→ What to do:
Of all the entries below, retype only the lines from the one with "Task: give one point on each instance of the conifer" through the one with "Task: give one point on each instance of the sky", exactly as they appear.

(Stored items from a collection)
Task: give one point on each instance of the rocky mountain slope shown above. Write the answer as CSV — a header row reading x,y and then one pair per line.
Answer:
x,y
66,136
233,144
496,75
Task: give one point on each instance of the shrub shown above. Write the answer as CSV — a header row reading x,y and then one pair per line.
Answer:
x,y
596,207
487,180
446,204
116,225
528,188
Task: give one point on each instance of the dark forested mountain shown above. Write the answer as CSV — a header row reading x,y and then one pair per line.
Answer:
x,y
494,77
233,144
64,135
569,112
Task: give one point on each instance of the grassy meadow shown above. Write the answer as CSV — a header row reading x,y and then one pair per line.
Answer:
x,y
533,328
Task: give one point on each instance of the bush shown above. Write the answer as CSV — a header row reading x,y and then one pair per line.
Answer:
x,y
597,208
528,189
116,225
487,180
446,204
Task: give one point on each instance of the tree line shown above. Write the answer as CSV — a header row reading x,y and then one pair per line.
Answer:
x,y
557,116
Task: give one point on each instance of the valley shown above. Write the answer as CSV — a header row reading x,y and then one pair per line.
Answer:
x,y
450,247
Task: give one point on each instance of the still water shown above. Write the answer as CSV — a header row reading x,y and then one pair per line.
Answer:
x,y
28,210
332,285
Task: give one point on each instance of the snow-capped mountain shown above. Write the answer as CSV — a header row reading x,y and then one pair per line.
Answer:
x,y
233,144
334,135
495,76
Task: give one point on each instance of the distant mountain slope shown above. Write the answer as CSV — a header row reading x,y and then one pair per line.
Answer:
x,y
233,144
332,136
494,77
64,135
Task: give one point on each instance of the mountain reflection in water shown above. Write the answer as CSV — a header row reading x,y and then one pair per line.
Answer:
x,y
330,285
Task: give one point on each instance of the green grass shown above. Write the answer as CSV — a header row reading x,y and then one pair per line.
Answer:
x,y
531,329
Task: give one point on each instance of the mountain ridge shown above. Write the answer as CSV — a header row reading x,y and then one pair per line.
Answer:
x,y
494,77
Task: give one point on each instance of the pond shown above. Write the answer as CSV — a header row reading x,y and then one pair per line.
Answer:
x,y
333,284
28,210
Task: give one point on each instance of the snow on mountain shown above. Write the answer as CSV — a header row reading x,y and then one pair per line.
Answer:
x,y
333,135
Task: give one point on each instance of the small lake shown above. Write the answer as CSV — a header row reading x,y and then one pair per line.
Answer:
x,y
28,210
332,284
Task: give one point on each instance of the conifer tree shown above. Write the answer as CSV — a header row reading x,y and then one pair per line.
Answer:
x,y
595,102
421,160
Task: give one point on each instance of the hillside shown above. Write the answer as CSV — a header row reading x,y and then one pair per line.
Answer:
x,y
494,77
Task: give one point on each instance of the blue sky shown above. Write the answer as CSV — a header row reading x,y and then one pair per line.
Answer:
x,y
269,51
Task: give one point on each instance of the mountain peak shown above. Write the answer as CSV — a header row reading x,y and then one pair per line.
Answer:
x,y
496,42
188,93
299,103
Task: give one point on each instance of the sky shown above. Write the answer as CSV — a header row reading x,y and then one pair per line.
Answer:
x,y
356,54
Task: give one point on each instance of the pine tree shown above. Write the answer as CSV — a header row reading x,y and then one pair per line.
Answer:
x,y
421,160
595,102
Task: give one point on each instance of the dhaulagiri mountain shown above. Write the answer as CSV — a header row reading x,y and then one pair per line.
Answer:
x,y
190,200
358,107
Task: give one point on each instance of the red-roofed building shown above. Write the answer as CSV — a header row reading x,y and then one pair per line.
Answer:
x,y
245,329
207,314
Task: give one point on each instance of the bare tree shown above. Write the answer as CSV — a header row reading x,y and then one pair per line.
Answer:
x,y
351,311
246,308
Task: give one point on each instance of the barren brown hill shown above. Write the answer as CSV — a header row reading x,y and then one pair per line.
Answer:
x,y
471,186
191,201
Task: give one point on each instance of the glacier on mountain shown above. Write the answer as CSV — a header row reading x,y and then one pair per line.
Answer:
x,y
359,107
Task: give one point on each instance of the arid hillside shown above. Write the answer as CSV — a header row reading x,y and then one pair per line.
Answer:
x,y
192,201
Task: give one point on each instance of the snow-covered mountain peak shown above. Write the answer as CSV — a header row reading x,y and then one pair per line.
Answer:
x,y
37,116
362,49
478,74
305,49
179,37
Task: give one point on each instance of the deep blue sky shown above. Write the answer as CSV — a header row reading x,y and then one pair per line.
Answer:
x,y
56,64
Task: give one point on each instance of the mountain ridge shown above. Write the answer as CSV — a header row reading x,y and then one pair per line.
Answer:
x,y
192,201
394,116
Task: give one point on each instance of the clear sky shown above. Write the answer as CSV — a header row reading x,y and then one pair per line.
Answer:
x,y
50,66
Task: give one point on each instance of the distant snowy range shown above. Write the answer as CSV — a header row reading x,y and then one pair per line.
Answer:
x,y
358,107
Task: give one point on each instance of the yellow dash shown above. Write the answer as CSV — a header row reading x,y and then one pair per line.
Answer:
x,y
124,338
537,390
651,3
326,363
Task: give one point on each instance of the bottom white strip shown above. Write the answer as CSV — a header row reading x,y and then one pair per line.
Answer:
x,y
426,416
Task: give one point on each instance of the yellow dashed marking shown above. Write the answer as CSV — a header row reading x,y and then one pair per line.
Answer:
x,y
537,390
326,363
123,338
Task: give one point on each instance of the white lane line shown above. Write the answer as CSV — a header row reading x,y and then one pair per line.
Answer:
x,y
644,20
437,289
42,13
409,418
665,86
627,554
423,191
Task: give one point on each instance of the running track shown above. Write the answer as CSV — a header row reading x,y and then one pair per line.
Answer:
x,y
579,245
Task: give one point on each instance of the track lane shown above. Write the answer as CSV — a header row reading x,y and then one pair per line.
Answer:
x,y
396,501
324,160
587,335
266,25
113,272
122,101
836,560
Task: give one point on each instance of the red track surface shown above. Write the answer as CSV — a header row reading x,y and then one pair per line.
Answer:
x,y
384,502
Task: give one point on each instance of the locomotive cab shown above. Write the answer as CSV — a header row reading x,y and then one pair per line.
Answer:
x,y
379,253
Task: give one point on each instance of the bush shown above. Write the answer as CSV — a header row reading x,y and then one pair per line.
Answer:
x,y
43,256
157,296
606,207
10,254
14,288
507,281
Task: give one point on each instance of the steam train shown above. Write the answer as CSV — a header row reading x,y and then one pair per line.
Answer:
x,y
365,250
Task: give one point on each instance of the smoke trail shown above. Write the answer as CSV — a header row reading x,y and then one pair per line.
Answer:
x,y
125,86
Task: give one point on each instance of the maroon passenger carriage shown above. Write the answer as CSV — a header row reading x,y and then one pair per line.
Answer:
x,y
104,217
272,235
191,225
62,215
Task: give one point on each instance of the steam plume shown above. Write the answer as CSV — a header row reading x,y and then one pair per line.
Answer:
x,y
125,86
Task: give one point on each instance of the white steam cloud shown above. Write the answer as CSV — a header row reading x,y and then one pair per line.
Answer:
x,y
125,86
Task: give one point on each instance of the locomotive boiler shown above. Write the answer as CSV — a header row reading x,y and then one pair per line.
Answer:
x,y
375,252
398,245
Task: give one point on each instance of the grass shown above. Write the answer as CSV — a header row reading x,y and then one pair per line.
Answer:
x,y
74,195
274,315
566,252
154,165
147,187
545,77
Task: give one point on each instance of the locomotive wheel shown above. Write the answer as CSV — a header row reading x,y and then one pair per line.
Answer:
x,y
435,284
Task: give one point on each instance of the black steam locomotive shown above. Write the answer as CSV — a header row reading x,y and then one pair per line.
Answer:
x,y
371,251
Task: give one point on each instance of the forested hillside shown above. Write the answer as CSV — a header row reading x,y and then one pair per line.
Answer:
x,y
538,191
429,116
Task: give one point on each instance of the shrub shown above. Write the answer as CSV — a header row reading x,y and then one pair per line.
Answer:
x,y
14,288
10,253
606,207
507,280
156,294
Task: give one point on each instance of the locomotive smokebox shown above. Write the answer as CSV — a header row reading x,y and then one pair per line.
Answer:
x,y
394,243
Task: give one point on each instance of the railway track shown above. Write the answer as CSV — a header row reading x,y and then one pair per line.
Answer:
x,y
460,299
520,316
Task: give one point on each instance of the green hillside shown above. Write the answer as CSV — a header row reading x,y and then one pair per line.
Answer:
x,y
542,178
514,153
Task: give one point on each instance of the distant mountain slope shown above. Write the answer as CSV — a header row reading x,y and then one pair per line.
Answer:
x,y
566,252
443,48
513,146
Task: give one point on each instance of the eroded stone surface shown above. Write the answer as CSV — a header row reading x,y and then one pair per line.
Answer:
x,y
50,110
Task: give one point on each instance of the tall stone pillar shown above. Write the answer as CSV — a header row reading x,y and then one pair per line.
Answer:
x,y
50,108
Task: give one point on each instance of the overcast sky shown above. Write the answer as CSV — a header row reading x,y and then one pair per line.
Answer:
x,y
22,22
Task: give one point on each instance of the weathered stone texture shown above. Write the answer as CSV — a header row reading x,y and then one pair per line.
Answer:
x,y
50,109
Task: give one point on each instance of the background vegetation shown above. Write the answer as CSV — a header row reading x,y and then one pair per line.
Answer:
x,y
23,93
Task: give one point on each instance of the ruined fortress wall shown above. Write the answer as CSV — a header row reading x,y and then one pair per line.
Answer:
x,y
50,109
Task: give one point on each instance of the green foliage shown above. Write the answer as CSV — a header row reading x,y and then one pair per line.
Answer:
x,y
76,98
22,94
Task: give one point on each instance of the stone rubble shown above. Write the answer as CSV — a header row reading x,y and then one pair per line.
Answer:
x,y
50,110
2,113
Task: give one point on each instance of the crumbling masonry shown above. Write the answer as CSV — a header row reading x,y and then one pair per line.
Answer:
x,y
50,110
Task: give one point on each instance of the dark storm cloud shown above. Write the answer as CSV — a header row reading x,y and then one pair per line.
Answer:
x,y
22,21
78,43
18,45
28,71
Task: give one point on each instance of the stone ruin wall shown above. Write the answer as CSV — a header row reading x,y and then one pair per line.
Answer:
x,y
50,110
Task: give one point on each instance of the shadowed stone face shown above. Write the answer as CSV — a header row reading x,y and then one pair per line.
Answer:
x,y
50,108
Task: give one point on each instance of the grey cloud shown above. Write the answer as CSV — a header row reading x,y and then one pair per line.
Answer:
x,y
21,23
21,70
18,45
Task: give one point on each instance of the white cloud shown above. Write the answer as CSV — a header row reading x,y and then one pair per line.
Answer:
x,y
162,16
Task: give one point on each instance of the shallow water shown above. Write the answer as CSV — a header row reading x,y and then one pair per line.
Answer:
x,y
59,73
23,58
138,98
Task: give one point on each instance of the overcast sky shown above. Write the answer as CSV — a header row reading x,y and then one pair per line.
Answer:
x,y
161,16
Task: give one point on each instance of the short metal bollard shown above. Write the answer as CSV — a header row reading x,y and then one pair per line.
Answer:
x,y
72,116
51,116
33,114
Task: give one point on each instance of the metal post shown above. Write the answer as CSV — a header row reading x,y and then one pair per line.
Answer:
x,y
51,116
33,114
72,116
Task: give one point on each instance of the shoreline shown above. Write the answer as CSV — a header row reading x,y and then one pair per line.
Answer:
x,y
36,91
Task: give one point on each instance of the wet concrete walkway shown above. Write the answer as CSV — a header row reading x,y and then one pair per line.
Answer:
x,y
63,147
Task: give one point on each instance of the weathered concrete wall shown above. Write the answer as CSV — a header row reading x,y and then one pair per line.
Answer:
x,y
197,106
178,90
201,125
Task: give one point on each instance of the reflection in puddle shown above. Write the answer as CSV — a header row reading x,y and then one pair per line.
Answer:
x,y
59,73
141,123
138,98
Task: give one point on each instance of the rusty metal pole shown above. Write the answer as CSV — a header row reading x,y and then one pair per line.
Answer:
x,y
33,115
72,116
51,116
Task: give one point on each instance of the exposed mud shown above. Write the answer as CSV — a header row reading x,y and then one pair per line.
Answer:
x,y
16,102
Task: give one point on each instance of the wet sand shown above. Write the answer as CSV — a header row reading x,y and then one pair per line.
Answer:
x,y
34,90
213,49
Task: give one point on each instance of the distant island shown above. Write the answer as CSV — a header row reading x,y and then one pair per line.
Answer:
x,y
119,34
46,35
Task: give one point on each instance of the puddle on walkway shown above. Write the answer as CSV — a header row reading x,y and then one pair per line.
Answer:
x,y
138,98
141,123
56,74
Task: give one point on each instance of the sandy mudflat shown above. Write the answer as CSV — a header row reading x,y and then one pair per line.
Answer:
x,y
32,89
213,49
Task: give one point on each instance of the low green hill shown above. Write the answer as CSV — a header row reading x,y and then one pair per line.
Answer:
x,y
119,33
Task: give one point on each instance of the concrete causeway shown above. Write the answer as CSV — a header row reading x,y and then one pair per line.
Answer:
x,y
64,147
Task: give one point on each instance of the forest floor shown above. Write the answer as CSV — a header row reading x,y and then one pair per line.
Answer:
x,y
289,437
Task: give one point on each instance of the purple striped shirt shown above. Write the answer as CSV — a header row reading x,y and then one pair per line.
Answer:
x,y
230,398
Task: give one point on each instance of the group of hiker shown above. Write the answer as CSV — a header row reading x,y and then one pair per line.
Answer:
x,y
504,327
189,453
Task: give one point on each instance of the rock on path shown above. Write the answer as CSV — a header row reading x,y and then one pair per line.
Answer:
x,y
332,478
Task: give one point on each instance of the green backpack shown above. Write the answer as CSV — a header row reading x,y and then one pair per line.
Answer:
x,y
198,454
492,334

→ Task answer:
Task: give one point on each instance of the conifer tree shown above. Write the answer as CSV — a header row reading x,y and then one pair per line.
Answer:
x,y
595,102
421,160
Task: give one point on each instance of the hillside shown above. Write the answer as CSV — a header row reading x,y and then one pair per line.
Answer:
x,y
494,77
Task: give one point on each instance of the blue sky shown above. Write the answer as CSV — a header row reading x,y and then one pair per line.
Answer:
x,y
269,51
Task: give one point on each instance of the mountain peak shown above. Write the answer as CSV — a header row reading x,y and then one pair per line.
Answer:
x,y
496,42
188,93
299,103
Task: give one point on each instance of the sky shown above. Write the answer as CSV — a header row reading x,y and then one pair per line.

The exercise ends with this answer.